[Passage]

None, lol. I guess this is where my ego encounters reality. In actuality, the Pad Puzzle is quite hard to make, at least for my level of skills. I've built two so far but it took me a while... this really relates to your previous question about Creative Commons and another significant change in my practice: to make objects/infrastructure that would have a life outside of being an art object, I needed to create them through different structures. It wasn't enough to just do something and expect people to take it further. For example, my work at Gasworks is not an art commission, it is a job that Ross Jardine and I do and that will result in a tangible evaluation framework. It is also evident at this point of the project that the final framework won't be 'my work'. There is no way that I can claim authorship or ownership. Its final form is the result of a lot of work and thinking by a lot of people. I think the work of making art is just work.
Recent world events with COVID-19 have highlighted long-existing disparities and inequalities in housing and domestic space; the concept of the GDR (Grand Domestic Revolution) has not lost its relevance. If you were to make a new manual for people to respond to over the next few months, what do you think that could be?
That's such a great and challenging question. I think that I've learned so much since then, especially in terms of expanding my vocabulary of references. Now, when I think about what revolutionary thinking that embraces motherhood and parenthood looks like, I think about "Feminismo Comunitario" in Bolivia, or the "Welfare Rights Movement" in the US, or "Revolutionary Mothering". I'm also aware that although art institutions see themselves as the places were ideas of radicality are presented to the world, they are mostly quite conservative spaces. They are quite comfortable reproducing disparities and inequalities, especially in terms of how some people hold the knowledge/art, and other people 'need' or 'experience' it.

[/Passage]
[Supplied material]

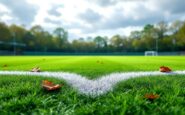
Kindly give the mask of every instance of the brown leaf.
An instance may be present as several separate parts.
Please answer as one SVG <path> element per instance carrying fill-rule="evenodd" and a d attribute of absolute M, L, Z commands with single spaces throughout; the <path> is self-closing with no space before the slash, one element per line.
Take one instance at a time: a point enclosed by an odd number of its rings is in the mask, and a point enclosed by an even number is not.
<path fill-rule="evenodd" d="M 158 94 L 145 94 L 144 97 L 150 101 L 153 101 L 153 100 L 159 98 L 159 95 Z"/>
<path fill-rule="evenodd" d="M 54 91 L 54 90 L 60 89 L 61 85 L 54 84 L 53 82 L 48 81 L 48 80 L 44 80 L 42 81 L 42 87 L 46 89 L 47 91 Z"/>
<path fill-rule="evenodd" d="M 3 67 L 8 67 L 8 65 L 7 64 L 4 64 Z"/>
<path fill-rule="evenodd" d="M 41 72 L 40 67 L 32 68 L 31 72 Z"/>
<path fill-rule="evenodd" d="M 169 67 L 161 66 L 159 71 L 160 72 L 171 72 L 172 70 Z"/>

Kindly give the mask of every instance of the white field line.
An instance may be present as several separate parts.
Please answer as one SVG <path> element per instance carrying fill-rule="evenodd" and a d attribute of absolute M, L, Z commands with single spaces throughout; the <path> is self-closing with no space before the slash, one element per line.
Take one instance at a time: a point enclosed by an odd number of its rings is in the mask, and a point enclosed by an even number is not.
<path fill-rule="evenodd" d="M 95 80 L 89 80 L 84 76 L 68 73 L 68 72 L 25 72 L 25 71 L 0 71 L 0 75 L 28 75 L 28 76 L 42 76 L 42 77 L 54 77 L 58 79 L 64 79 L 72 87 L 76 88 L 80 93 L 98 96 L 108 91 L 111 91 L 113 87 L 120 81 L 129 78 L 142 77 L 142 76 L 156 76 L 156 75 L 185 75 L 184 71 L 174 71 L 170 73 L 161 73 L 159 71 L 148 72 L 122 72 L 112 73 L 102 76 Z"/>

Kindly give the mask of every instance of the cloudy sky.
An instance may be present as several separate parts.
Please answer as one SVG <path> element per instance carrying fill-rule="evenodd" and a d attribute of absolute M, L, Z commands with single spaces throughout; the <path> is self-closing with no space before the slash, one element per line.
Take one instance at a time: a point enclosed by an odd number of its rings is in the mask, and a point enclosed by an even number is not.
<path fill-rule="evenodd" d="M 185 0 L 0 0 L 0 21 L 63 27 L 69 39 L 129 35 L 144 25 L 185 19 Z"/>

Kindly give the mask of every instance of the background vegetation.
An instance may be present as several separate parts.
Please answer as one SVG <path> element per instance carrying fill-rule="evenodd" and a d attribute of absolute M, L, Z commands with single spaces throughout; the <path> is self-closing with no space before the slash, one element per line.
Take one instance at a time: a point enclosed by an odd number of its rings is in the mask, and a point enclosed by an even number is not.
<path fill-rule="evenodd" d="M 26 47 L 17 44 L 25 44 Z M 156 47 L 158 44 L 158 47 Z M 129 36 L 114 35 L 77 38 L 69 41 L 68 32 L 56 28 L 52 33 L 36 25 L 29 30 L 23 26 L 6 25 L 0 22 L 0 50 L 41 52 L 143 52 L 146 50 L 183 51 L 185 50 L 185 22 L 164 21 L 156 25 L 147 24 L 141 31 L 133 31 Z"/>

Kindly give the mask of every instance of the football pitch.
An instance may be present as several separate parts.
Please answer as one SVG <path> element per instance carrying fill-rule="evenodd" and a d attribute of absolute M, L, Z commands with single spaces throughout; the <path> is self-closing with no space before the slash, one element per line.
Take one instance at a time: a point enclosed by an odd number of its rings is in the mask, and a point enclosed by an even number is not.
<path fill-rule="evenodd" d="M 95 81 L 112 73 L 159 71 L 160 66 L 185 70 L 184 60 L 184 56 L 1 56 L 0 71 L 40 67 L 40 73 L 68 72 Z M 41 87 L 46 79 L 64 85 L 59 91 L 47 92 Z M 159 98 L 144 97 L 151 93 Z M 96 97 L 80 93 L 64 79 L 0 75 L 3 114 L 185 114 L 184 100 L 185 75 L 130 78 Z"/>

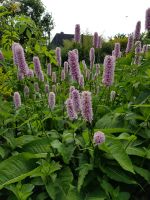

[/Supplied material]

# Exercises to complete
**A)** Answer these questions on the interview:
(i) How many Pad Puzzles has the speaker built so far?
(ii) What does GDR stand for?
(iii) Which movement in the US does the speaker mention?
**B)** Reproduce everything in the interview from "That's such a" down to "or 'experience' it.", switching "conservative" to "traditional".

# Completed exercise
**A)**
(i) Two.
(ii) Grand Domestic Revolution.
(iii) The "Welfare Rights Movement".

**B)**
That's such a great and challenging question. I think that I've learned so much since then, especially in terms of expanding my vocabulary of references. Now, when I think about what revolutionary thinking that embraces motherhood and parenthood looks like, I think about "Feminismo Comunitario" in Bolivia, or the "Welfare Rights Movement" in the US, or "Revolutionary Mothering". I'm also aware that although art institutions see themselves as the places were ideas of radicality are presented to the world, they are mostly quite traditional spaces. They are quite comfortable reproducing disparities and inequalities, especially in terms of how some people hold the knowledge/art, and other people 'need' or 'experience' it.